* WHAT YOU NEED TO DO
Each line in the entries below that holds the word "innermost" belongs in the answer.

═══ DATA IN THIS EXERCISE ═══

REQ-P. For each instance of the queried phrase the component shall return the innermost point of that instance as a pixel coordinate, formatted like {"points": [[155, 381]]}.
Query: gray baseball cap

═══
═══ DATA IN THIS EXERCISE ═══

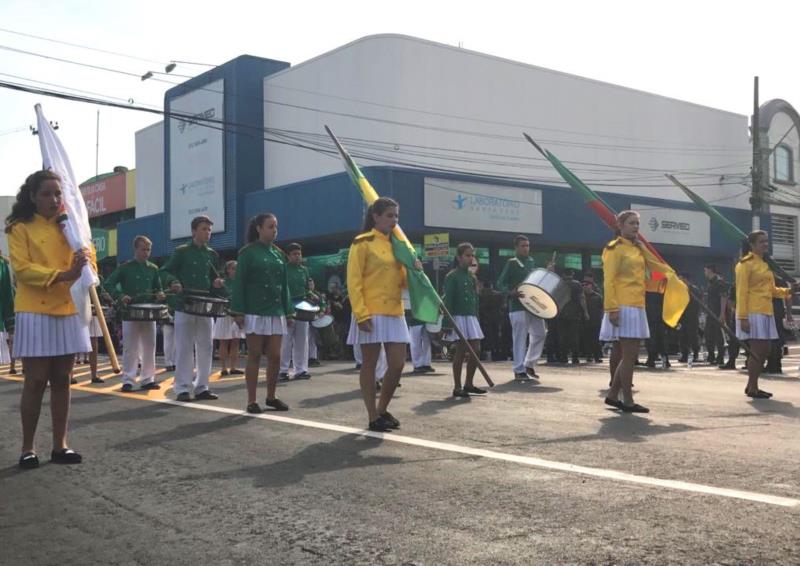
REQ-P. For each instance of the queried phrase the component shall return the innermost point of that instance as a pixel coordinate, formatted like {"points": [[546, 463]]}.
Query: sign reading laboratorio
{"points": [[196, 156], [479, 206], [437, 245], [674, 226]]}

═══
═══ DATA IN THIS EXERCISE ═══

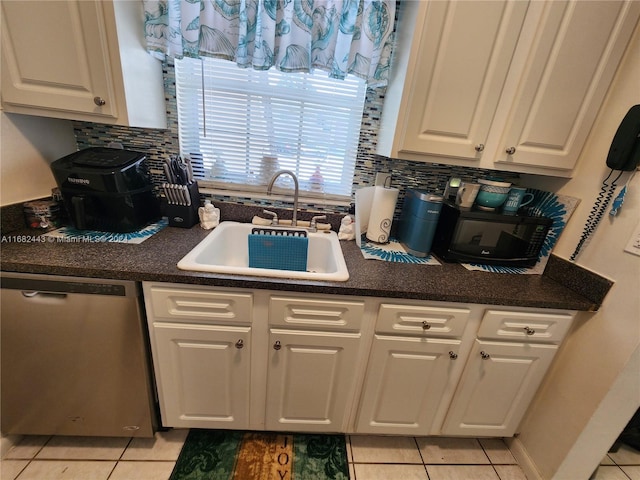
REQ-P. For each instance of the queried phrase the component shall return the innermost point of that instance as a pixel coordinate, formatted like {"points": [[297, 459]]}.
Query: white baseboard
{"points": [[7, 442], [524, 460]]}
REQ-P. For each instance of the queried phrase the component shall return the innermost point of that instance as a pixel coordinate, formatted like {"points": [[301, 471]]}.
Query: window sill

═══

* COMPLETED TASK
REQ-P. For each instance of the queried phrase the component shall return the innermost point of that instance as a pixel coordinate, formatted like {"points": [[155, 381]]}.
REQ-P. For each instance of the queried phrase the component shall return the innermost point of that instance as a pixel coordinate, formatted like {"points": [[546, 463]]}.
REQ-P. For each instance of the queried phrase the component shall return the innermost point of that instance as a pixel coordinate, formatted like {"points": [[297, 459]]}.
REQ-P. For each instance of the queried phrase the component shall return the innermost point of that instance as a pixel coordinate, formatted like {"points": [[301, 471]]}.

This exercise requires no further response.